[Start of Attachment]

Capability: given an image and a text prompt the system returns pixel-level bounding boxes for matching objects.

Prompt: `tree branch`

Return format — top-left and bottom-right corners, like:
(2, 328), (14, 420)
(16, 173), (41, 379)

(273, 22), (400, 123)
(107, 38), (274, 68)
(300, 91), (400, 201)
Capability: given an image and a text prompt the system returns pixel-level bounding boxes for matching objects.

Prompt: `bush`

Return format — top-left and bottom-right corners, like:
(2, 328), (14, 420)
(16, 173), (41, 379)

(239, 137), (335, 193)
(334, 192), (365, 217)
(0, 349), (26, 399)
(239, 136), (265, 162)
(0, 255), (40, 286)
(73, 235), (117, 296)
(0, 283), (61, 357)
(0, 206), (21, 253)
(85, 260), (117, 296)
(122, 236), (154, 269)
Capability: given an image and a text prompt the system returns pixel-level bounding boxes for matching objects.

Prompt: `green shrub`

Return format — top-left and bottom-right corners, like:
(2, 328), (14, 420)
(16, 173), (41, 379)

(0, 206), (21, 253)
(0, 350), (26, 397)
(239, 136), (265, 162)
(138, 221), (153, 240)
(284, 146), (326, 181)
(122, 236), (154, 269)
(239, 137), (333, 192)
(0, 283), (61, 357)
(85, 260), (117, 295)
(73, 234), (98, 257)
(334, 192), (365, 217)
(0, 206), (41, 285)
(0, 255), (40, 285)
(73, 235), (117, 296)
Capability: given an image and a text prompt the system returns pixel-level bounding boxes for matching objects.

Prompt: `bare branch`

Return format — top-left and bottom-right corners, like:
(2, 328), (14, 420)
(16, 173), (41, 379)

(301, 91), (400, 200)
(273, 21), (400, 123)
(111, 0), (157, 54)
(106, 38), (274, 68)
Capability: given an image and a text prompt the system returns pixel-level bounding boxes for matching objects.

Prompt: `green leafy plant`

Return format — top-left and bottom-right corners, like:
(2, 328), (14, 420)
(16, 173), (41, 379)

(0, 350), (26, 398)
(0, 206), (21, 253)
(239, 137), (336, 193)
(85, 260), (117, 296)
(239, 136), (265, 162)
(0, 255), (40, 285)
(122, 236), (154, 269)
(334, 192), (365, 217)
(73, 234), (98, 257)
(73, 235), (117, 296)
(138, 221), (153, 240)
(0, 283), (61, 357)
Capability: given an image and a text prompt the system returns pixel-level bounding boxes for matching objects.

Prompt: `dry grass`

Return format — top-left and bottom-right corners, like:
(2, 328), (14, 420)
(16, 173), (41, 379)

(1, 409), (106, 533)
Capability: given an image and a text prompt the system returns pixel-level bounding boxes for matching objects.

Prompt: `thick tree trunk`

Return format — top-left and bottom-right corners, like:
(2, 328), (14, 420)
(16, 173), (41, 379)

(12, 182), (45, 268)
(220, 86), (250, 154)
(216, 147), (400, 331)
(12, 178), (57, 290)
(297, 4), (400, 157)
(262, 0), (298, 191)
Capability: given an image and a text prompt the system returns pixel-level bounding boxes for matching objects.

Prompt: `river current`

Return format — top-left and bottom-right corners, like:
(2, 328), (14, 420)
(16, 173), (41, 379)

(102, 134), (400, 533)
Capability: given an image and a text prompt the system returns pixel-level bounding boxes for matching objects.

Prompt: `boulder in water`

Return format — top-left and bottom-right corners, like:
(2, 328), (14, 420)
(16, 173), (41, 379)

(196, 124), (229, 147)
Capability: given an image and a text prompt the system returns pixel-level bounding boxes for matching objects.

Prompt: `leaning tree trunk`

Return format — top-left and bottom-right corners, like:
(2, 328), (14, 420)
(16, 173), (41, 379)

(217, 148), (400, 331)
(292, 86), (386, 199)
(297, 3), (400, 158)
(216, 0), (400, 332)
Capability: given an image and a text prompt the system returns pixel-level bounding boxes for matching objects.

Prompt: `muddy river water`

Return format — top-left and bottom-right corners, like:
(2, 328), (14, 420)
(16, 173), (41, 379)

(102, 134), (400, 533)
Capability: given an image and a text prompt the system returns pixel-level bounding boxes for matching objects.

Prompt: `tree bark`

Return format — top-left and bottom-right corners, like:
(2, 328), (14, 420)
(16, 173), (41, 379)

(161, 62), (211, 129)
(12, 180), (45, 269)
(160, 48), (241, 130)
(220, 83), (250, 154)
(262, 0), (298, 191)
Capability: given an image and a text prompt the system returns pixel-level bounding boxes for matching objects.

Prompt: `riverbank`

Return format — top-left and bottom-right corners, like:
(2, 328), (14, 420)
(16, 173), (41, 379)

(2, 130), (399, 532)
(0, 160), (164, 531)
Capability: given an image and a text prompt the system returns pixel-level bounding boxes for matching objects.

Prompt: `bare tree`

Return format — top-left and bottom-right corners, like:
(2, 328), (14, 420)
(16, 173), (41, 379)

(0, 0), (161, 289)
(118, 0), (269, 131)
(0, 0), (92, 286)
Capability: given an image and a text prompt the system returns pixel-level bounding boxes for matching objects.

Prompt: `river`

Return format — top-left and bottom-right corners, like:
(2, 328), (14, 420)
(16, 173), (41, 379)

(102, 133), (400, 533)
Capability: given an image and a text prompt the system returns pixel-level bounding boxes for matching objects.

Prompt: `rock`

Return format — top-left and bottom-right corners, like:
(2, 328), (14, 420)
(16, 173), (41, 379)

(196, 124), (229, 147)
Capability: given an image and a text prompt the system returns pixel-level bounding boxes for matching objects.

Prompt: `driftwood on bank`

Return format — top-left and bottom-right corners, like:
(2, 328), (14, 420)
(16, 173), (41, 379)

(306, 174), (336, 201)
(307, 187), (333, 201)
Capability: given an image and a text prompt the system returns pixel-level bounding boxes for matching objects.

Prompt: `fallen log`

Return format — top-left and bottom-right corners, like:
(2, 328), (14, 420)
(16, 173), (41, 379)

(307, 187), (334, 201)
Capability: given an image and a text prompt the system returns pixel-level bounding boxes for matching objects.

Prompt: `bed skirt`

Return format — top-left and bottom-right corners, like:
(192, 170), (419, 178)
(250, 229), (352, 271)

[End of Attachment]

● WHAT THE TASK ASKS: Keeping every word as it is, repeat all of the records.

● ANSWER BOX:
Capability: given an image and a text prompt the system returns pixel-level bounding boxes for matching objects.

Prompt: `tree branch`

Return format — top-left and bottom-right corners, like:
(2, 328), (14, 420)
(16, 173), (41, 379)

(273, 22), (400, 123)
(107, 38), (274, 68)
(300, 91), (400, 201)
Capability: given an image and a text prompt the system returns pixel-level bounding boxes for matching objects.

Prompt: `bush`

Return format — top-left and bottom-right corners, like:
(2, 328), (14, 420)
(16, 173), (41, 379)

(239, 137), (335, 193)
(334, 192), (365, 217)
(0, 349), (26, 399)
(239, 136), (265, 162)
(0, 255), (40, 286)
(73, 235), (117, 296)
(0, 283), (61, 357)
(0, 206), (21, 253)
(85, 260), (117, 296)
(122, 236), (154, 269)
Capability: given an image and a text prompt the system returns pixel-level bounding boxes for matching objects.

Prompt: `green shrub`

Return format — top-left and bottom-right corners, like:
(2, 328), (14, 420)
(16, 173), (41, 379)

(0, 206), (21, 253)
(0, 350), (26, 397)
(239, 136), (265, 162)
(138, 221), (153, 240)
(284, 146), (326, 181)
(122, 236), (154, 269)
(239, 137), (333, 192)
(0, 283), (61, 357)
(85, 260), (117, 295)
(73, 234), (98, 257)
(334, 192), (365, 217)
(0, 206), (41, 285)
(0, 255), (40, 285)
(73, 235), (117, 296)
Capability: given an image and a text prompt the system returns pixel-level bounding boxes for matching objects.

Prompt: `bare branch`

Return format — top-left and bottom-right corners, like:
(2, 328), (14, 420)
(16, 173), (41, 379)

(301, 91), (400, 200)
(273, 21), (400, 123)
(111, 0), (157, 54)
(106, 38), (274, 68)
Capability: given an image and a text prompt the system returns pixel-level bounding boxes for matching objects.

Prompt: `green leafy plant`

Return format — top-left and bottom-right corners, like:
(2, 328), (14, 420)
(16, 173), (41, 379)

(0, 350), (26, 398)
(0, 206), (21, 253)
(239, 137), (336, 193)
(85, 260), (117, 296)
(239, 136), (265, 162)
(0, 255), (40, 285)
(122, 236), (154, 269)
(334, 192), (365, 217)
(73, 234), (98, 257)
(73, 235), (117, 296)
(138, 221), (153, 240)
(0, 283), (61, 357)
Capability: given an image and a text prompt the system returns pixel-level bounding boxes for matching objects.

Prompt: `dry grass`

Return format — top-left and bottom-right corners, like:
(2, 328), (14, 420)
(16, 173), (41, 379)

(1, 409), (106, 533)
Capability: given an image and a text prompt the system returns pixel-level bounding boxes for matching objects.

Prompt: `thick tree trunk`

Return format — top-left and bottom-right corners, like:
(2, 328), (14, 420)
(16, 173), (41, 379)

(12, 182), (45, 268)
(220, 86), (250, 154)
(216, 147), (400, 331)
(12, 178), (57, 290)
(297, 4), (400, 157)
(262, 0), (298, 191)
Capability: given an image and a text prompt the system returns pixel-level bounding boxes for matching objects.

Prompt: `river current`

Return format — top-left and bottom-right corners, like:
(2, 328), (14, 420)
(16, 173), (41, 379)

(102, 134), (400, 533)
Capability: given an image and a text prompt the system returns pixel-level bounding boxes for matching objects.

Prompt: `boulder in water`

Return format — top-left and bottom-right corners, like:
(2, 328), (14, 420)
(16, 173), (41, 379)

(196, 124), (229, 147)
Capability: given an image and a text prompt the system returns pixel-level bounding boxes for matching objects.

Prompt: `leaning tree trunk`

Return format — top-left and bottom-right corners, like:
(2, 328), (14, 420)
(16, 173), (41, 379)

(217, 148), (400, 331)
(292, 86), (386, 199)
(297, 3), (400, 158)
(216, 0), (400, 332)
Capability: given an image and a text prompt the system returns pixel-level bounding boxes for matching objects.

Prompt: `muddy river water`

Return format — top-left and bottom-right corners, like:
(2, 328), (14, 420)
(16, 173), (41, 379)

(102, 134), (400, 533)
Capability: given an image and a text prompt the system returns pixel-level bounding boxes for matching objects.

Prompt: `tree bark`

Return format — top-left and bottom-right corners, like:
(2, 328), (14, 420)
(16, 173), (41, 379)

(161, 62), (211, 129)
(12, 180), (45, 269)
(160, 48), (241, 130)
(220, 83), (250, 154)
(262, 0), (298, 191)
Capability: given an image and a text prompt the system returns pixel-level bounding boxes for matching objects.

Prompt: `riverbank`

Return format — top-left and bottom-right corners, like:
(2, 328), (14, 420)
(16, 173), (41, 379)

(2, 130), (399, 532)
(0, 160), (164, 531)
Capability: given an image and a text prompt the system returns pixel-level bounding boxes for matching objects.

Prompt: `bare tree`

Return format — top-left and bottom-right corners, like:
(2, 328), (14, 420)
(16, 173), (41, 379)

(0, 0), (161, 289)
(118, 0), (269, 131)
(0, 0), (92, 286)
Capability: given an image and a text prompt the system returns pixel-level bounding boxes for matching objects.

Prompt: `river`

Return format — top-left and bottom-right corners, like:
(2, 328), (14, 420)
(16, 173), (41, 379)

(102, 133), (400, 533)
Capability: given an image and a text prompt the system returns pixel-level bounding boxes for matching objects.

Prompt: `rock`

Return format — top-left and bottom-right corners, like:
(2, 328), (14, 420)
(16, 173), (41, 379)

(196, 124), (229, 147)
Capability: given an image and a text prompt the system returns pixel-level bounding boxes for matching objects.

Prompt: `driftwood on bank`

Return format — top-left and bottom-right corners, like:
(2, 328), (14, 420)
(16, 173), (41, 379)

(306, 174), (336, 201)
(307, 187), (333, 201)
Capability: given an image and a text prompt the system returns pixel-level bounding boxes for matching objects.

Prompt: `fallen log`

Return format — top-left and bottom-right corners, like:
(2, 328), (14, 420)
(16, 173), (41, 379)

(307, 187), (334, 201)
Capability: given an image and a text prompt the system returns pixel-level bounding boxes for matching objects.

Prompt: `bed skirt`

Return format — top-left and bottom-right corners, like:
(192, 170), (419, 178)
(250, 229), (352, 271)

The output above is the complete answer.